[Opening Supplied data section]

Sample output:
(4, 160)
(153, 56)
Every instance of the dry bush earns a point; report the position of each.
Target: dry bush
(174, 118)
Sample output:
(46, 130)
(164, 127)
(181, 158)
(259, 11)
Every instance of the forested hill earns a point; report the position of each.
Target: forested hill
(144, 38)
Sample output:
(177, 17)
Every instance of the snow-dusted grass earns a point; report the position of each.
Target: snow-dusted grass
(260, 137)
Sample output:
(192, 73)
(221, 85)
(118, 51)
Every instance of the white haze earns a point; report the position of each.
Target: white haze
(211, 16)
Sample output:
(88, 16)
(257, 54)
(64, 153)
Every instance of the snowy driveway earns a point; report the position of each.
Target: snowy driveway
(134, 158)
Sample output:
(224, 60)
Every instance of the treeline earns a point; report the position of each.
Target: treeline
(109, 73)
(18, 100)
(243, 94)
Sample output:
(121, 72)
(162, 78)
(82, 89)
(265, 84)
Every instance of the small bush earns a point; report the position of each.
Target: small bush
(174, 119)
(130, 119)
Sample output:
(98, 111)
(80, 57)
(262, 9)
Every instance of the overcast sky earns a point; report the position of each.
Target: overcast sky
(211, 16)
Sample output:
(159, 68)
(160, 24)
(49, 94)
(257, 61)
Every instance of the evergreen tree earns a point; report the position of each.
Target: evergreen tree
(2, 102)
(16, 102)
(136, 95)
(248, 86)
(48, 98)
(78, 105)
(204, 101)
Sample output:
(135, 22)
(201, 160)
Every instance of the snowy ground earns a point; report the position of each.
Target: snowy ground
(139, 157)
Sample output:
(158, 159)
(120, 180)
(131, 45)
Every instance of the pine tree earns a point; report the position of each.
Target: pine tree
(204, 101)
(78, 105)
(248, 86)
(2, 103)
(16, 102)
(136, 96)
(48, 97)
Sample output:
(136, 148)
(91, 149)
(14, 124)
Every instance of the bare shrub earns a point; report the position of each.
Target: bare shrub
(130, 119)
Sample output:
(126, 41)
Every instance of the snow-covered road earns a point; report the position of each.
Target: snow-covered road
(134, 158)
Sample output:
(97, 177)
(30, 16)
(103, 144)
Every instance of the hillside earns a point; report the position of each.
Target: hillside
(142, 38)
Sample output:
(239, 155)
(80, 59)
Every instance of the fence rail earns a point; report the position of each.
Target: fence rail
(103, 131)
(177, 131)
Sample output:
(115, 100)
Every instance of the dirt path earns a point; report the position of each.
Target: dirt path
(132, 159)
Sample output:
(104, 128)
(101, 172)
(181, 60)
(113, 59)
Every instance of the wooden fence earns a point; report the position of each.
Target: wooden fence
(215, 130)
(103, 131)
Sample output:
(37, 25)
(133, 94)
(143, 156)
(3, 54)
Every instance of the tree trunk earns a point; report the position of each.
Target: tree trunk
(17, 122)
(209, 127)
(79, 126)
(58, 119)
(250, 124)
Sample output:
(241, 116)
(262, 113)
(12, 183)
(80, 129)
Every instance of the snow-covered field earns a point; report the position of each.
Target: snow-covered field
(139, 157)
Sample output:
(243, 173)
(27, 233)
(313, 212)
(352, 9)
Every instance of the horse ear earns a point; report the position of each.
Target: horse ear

[Closing Supplied data section]
[Opening Supplied data section]

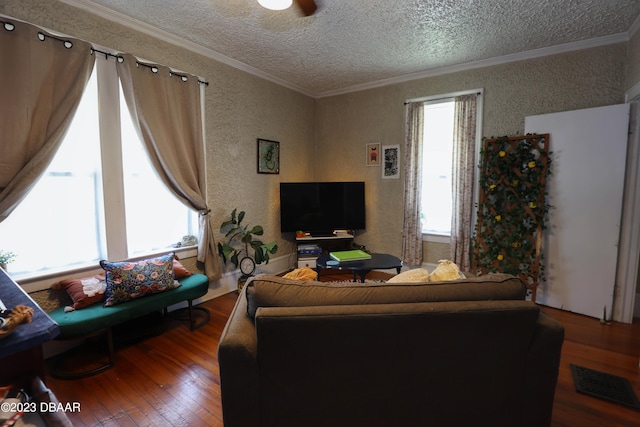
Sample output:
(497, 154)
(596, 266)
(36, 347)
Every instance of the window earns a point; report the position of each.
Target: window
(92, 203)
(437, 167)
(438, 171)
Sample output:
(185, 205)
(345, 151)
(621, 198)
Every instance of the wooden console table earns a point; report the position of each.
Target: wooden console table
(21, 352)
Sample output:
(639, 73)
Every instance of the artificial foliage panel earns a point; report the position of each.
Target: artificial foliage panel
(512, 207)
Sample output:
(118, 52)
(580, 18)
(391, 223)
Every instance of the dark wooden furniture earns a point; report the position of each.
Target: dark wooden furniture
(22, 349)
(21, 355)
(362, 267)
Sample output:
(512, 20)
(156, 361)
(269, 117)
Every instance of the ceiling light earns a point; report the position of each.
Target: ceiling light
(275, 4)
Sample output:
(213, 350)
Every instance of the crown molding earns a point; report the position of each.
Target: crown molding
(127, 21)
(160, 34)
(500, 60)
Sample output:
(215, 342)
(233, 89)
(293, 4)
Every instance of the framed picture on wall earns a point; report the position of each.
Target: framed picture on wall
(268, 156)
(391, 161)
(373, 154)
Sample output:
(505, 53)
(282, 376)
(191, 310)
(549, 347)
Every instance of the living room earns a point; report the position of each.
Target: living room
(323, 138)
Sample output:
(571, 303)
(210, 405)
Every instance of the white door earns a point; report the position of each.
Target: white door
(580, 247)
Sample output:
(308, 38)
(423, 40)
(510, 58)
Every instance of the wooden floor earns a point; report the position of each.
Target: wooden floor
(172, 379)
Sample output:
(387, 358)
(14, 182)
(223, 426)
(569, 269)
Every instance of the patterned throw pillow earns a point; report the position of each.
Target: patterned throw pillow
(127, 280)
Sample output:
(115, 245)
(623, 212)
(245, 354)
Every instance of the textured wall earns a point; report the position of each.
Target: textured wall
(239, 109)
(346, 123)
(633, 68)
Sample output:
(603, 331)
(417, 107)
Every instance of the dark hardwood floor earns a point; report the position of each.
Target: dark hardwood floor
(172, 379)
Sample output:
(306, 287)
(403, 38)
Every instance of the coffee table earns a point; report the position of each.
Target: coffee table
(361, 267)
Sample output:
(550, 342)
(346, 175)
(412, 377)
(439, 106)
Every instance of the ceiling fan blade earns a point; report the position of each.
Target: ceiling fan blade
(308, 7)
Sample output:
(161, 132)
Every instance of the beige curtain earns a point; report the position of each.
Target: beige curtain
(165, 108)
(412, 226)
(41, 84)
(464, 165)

[Closing Supplied data section]
[Opening Supplied data section]

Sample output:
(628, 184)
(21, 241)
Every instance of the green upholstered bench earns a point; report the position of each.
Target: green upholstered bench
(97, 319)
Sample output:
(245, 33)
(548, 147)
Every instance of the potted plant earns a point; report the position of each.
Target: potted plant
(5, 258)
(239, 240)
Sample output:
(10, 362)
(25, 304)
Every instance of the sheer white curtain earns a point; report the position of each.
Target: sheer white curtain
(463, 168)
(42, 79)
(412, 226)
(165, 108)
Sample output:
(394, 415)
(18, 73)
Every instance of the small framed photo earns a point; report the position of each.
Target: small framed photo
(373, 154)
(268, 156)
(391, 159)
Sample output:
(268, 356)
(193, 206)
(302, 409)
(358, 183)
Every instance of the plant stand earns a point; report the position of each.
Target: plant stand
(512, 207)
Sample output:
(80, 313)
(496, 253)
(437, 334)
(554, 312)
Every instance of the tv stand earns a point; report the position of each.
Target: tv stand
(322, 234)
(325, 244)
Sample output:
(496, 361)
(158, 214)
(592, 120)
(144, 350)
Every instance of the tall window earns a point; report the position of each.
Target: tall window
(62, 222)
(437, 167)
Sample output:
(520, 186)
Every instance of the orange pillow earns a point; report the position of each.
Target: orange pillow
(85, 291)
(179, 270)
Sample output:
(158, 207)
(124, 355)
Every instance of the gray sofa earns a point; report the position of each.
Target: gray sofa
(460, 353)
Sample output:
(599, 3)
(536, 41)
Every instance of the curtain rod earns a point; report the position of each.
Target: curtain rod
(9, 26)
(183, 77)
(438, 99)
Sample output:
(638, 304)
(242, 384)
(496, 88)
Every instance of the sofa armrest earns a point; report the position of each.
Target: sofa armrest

[Closing Supplied data section]

▶ Assignment
In the entries above, find the line holding "Target: bare shrub" and the line holding "Every instance of the fence"; print both of them and every line between, exactly, and nothing else.

▶ Expected answer
Target: bare shrub
(130, 119)
Sample output:
(126, 41)
Every instance of the snow-covered road earns a point; report the position of each.
Target: snow-covered road
(134, 158)
Sample output:
(97, 177)
(30, 16)
(103, 144)
Every instance of the hillside earns a point; report the position of each.
Target: hillside
(142, 38)
Sample output:
(239, 155)
(80, 59)
Every instance of the fence rail earns a point; report the position of each.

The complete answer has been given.